• Problem description
Your answer should be the full set of records, printed exactly as they stand.

• Dataset content
* * * * * * * * *
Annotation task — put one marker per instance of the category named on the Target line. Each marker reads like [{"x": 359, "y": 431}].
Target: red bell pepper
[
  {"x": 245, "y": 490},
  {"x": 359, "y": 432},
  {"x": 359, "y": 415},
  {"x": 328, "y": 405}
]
* * * * * * * * *
• Result for this task
Annotation task — put one marker per instance of the category named on the Target line. Each marker reads like [{"x": 359, "y": 431}].
Target: red bell pepper
[
  {"x": 245, "y": 490},
  {"x": 359, "y": 432},
  {"x": 359, "y": 415},
  {"x": 328, "y": 405}
]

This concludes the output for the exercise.